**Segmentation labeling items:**
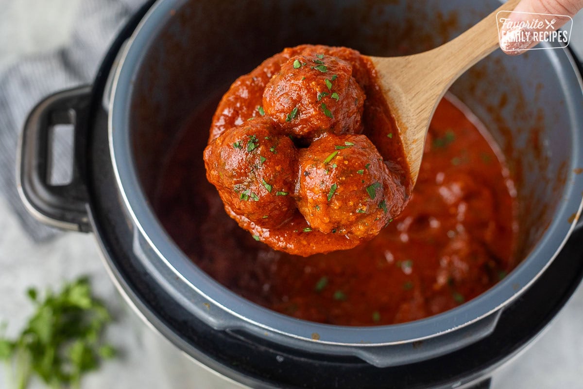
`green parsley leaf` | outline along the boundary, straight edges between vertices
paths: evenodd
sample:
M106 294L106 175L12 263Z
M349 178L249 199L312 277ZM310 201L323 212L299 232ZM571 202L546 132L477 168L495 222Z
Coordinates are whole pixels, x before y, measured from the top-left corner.
M326 157L326 159L324 160L324 163L325 164L328 163L332 159L333 159L334 157L335 157L337 155L338 155L338 152L335 151L333 153L332 153L332 154L331 154L330 155L329 155L328 157Z
M271 185L266 183L265 180L264 178L261 178L261 181L263 181L263 186L265 187L265 189L267 190L267 191L271 193Z
M377 182L367 187L366 191L368 194L368 197L373 200L377 197L376 190L381 187L381 183Z
M378 208L382 209L383 213L387 213L387 201L385 201L385 200L382 200L382 201L381 201L381 202L378 203Z
M296 115L297 114L297 107L292 110L292 112L287 114L287 116L286 117L286 121L292 121L295 117Z
M328 201L332 199L332 197L334 195L336 192L336 190L338 189L338 185L336 184L332 184L332 186L330 187L330 191L328 192Z
M316 285L314 287L314 290L316 292L322 292L328 285L328 277L324 276L316 282Z
M0 359L18 377L17 387L26 387L34 374L51 387L80 387L84 374L115 356L101 339L111 316L93 296L87 278L65 284L59 293L49 290L43 299L36 289L27 294L36 309L26 327L14 341L0 337Z
M251 190L248 189L243 192L241 192L241 195L239 196L239 199L243 200L243 201L249 201L249 195L251 193Z

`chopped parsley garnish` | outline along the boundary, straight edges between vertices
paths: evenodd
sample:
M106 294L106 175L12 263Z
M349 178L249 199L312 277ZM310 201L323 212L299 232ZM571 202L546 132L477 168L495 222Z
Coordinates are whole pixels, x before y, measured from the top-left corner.
M382 209L382 213L387 213L387 202L385 200L382 200L381 202L378 203L378 208Z
M371 199L374 200L374 198L377 197L376 190L381 187L381 183L377 182L374 184L369 185L366 188L366 191L368 194L368 197L371 198Z
M326 104L322 103L322 110L324 111L324 115L328 116L329 118L333 119L334 117L332 115L332 113L330 112L330 110L326 107Z
M251 194L251 190L248 189L243 192L241 192L241 195L239 196L239 199L243 200L243 201L249 201L249 195Z
M328 201L332 199L332 197L334 195L334 193L336 192L336 190L338 189L338 185L336 184L332 184L332 186L330 187L330 191L328 192Z
M333 153L332 153L332 154L331 154L330 155L329 155L328 157L326 157L326 159L324 160L324 163L328 163L332 159L333 159L334 157L335 157L337 155L338 155L338 152L335 151Z
M261 181L263 181L262 184L263 184L263 186L265 187L265 189L267 190L267 191L271 193L271 185L266 183L264 178L261 178Z
M287 116L286 117L286 121L292 121L296 117L296 115L297 114L297 107L292 110L292 112L287 114Z
M328 285L328 277L324 276L318 280L316 285L314 287L314 290L316 292L322 292Z
M451 129L448 130L445 134L440 138L436 138L433 139L433 147L444 148L449 146L455 140L455 134Z
M334 292L334 295L332 296L334 300L337 301L344 301L346 299L346 295L342 290L336 290Z
M247 142L247 151L252 152L257 148L257 146L259 145L259 141L257 140L257 137L255 135L251 135L249 142Z
M58 292L48 290L42 299L34 288L27 295L34 312L17 338L5 338L0 325L8 387L29 387L36 375L46 387L80 388L85 373L115 356L115 349L102 339L111 317L87 278L65 283Z
M455 302L458 304L461 304L466 300L466 299L463 297L463 296L457 292L454 292L452 296L454 297L454 300L455 300Z

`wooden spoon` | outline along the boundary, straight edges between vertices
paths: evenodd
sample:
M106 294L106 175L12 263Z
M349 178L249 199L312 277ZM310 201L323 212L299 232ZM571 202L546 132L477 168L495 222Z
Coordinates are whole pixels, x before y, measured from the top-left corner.
M406 57L370 57L399 127L413 185L419 174L425 137L438 103L460 75L498 48L496 14L514 9L518 2L507 2L458 37L429 51Z

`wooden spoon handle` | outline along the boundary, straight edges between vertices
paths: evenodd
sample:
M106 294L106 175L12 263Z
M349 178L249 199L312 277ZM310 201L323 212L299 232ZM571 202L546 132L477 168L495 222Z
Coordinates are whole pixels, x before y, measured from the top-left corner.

**GIVEN EXERCISE:**
Retype the lines that run from the start of the records through the line containing "M378 208L382 209L383", including that line. Omit the pictures from your reproduction.

**SOLUTION FOR THIS TASK:**
`green parsley leaf` | outline along the boundary, straight edges between vertices
paths: evenodd
sample:
M106 294L106 175L12 263Z
M349 178L249 199L312 277ZM310 201L323 212L299 232ZM571 202L546 132L477 168L495 222Z
Coordinates are whole pixels, x before y, measured from the top-left corner.
M326 157L326 159L324 160L324 163L325 164L328 163L332 159L333 159L334 157L335 157L337 155L338 155L338 152L335 151L333 153L332 153L332 154L331 154L330 155L329 155L328 157Z
M271 185L266 183L265 180L264 178L261 178L261 181L263 181L263 186L265 187L265 189L267 190L267 191L271 193Z
M377 182L367 187L366 191L368 194L368 197L373 200L377 197L376 190L381 187L381 183Z
M378 208L382 209L383 213L387 213L387 201L385 201L385 200L382 200L382 201L381 201L381 202L378 203Z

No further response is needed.